DO THIS
Please copy out everything in the records from the line containing "Mark each instance of the lamp" down to the line containing "x=651 y=196", putting "street light" wherever "lamp post" appears and leaving the rest unchanged.

ENTRIES
* BEGIN *

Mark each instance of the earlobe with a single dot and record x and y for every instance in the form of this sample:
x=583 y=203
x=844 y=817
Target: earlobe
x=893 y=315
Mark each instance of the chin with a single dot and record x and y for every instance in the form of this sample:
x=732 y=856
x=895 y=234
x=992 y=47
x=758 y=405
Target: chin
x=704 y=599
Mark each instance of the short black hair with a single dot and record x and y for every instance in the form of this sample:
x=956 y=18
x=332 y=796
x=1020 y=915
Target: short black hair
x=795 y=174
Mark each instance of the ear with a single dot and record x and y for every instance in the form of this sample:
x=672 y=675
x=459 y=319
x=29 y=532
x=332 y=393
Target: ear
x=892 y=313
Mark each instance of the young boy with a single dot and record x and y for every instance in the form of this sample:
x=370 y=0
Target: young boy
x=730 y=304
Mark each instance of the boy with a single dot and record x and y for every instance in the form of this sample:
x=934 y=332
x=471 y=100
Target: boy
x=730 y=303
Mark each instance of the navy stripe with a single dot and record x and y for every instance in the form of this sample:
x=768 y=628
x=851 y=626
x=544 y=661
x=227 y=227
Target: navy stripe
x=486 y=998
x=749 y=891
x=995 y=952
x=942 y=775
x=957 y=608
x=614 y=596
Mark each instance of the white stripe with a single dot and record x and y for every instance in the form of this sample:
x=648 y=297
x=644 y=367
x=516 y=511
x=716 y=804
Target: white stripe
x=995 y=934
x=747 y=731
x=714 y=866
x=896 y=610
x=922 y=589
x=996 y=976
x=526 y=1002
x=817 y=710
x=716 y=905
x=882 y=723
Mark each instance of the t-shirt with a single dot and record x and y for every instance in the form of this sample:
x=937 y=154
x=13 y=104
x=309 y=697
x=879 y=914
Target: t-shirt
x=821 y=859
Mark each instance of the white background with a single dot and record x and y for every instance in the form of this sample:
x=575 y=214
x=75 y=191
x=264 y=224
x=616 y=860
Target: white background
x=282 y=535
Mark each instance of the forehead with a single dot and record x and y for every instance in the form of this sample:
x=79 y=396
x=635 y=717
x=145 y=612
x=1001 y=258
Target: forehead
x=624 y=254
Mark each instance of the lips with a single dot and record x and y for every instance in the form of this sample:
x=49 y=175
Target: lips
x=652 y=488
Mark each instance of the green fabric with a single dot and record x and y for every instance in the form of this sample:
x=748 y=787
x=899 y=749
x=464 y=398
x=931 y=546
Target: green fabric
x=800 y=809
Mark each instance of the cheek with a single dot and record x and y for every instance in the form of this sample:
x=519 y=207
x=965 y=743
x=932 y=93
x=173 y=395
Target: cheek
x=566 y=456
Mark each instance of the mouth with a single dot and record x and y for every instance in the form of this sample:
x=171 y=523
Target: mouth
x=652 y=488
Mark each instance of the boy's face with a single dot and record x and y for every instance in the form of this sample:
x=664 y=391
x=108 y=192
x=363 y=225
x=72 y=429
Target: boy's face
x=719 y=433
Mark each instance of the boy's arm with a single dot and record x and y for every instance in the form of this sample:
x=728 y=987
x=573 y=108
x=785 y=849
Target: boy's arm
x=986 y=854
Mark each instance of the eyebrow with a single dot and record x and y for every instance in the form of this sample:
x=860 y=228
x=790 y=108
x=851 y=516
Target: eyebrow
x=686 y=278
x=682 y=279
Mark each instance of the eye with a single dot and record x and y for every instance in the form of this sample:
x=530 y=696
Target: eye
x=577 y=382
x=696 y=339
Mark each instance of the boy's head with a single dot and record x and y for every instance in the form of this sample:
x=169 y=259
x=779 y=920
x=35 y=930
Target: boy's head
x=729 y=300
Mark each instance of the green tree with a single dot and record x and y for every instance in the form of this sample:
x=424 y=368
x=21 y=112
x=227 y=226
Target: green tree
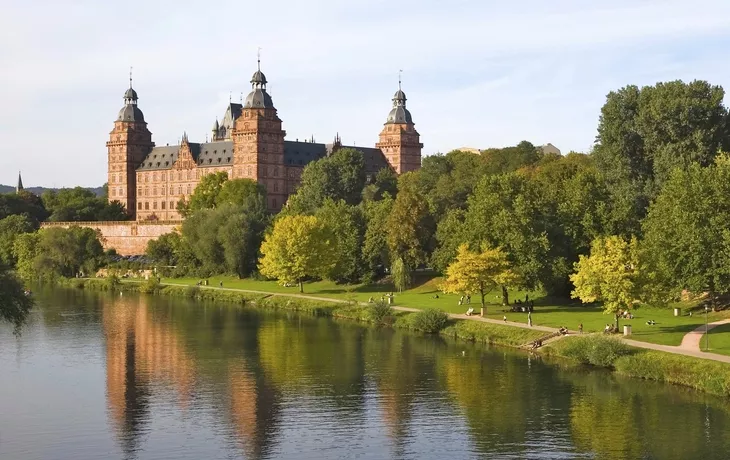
x=410 y=226
x=644 y=133
x=10 y=228
x=509 y=159
x=14 y=304
x=246 y=193
x=25 y=250
x=206 y=193
x=56 y=251
x=340 y=176
x=506 y=211
x=375 y=246
x=686 y=241
x=479 y=272
x=22 y=203
x=386 y=181
x=80 y=205
x=163 y=250
x=401 y=274
x=297 y=247
x=609 y=274
x=348 y=227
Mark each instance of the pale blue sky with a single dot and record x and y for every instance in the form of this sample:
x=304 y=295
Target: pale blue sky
x=477 y=73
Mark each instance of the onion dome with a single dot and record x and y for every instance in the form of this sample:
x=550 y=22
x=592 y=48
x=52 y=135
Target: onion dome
x=399 y=113
x=258 y=98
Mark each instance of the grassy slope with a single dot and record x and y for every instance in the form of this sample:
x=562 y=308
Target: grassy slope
x=668 y=330
x=719 y=340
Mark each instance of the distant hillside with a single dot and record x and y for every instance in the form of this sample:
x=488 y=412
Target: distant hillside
x=39 y=190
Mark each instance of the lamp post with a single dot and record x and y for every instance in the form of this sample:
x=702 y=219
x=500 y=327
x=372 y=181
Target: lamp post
x=707 y=337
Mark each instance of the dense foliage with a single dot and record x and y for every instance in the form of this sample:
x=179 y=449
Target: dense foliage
x=651 y=196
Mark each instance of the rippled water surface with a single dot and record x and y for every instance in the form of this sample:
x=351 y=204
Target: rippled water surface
x=130 y=377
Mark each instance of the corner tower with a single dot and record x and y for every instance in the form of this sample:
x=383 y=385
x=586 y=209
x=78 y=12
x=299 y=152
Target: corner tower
x=258 y=143
x=129 y=142
x=399 y=140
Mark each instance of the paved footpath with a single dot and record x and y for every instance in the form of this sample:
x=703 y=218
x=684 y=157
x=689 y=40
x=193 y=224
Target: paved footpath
x=689 y=346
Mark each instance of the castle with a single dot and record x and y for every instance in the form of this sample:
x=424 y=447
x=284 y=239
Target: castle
x=249 y=143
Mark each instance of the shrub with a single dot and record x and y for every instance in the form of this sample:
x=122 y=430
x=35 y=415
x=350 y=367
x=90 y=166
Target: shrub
x=379 y=311
x=151 y=286
x=430 y=320
x=112 y=283
x=596 y=350
x=192 y=292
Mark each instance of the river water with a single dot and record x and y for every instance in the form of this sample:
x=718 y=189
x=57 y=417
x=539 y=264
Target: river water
x=97 y=376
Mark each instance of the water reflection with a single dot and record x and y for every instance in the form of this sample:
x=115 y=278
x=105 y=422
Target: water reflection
x=187 y=380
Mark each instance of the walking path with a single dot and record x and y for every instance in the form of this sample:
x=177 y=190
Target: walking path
x=692 y=340
x=689 y=346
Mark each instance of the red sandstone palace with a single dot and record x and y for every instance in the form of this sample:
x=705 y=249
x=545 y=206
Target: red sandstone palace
x=248 y=143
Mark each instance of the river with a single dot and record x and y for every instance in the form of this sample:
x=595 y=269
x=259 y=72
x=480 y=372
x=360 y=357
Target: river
x=101 y=376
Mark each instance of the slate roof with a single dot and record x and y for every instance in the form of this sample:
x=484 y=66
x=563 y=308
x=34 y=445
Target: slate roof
x=205 y=155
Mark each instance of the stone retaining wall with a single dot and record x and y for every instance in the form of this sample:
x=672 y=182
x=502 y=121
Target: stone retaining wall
x=128 y=238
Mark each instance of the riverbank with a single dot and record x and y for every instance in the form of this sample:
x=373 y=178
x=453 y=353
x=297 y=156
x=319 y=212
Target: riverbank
x=594 y=350
x=402 y=318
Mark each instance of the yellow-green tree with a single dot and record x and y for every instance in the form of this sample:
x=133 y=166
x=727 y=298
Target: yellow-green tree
x=478 y=272
x=297 y=247
x=609 y=275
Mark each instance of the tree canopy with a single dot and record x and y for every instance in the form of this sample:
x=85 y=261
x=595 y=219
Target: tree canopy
x=609 y=274
x=479 y=272
x=298 y=247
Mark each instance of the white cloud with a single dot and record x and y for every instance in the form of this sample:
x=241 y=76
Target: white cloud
x=480 y=73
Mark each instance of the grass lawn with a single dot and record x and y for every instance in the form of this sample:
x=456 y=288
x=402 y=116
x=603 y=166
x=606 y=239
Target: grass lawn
x=719 y=340
x=551 y=312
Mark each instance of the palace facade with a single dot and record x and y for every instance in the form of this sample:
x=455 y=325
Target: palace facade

* END *

WRITTEN RESPONSE
Mark each instance of the street light with a single dot and record x and y for every instance in the form of this sample:
x=702 y=219
x=500 y=327
x=372 y=181
Target: street light
x=707 y=337
Mark each instance of the dense foliage with a single dot and record x and y for every instance in the form of this sample:
x=179 y=449
Target: dense foliage
x=651 y=196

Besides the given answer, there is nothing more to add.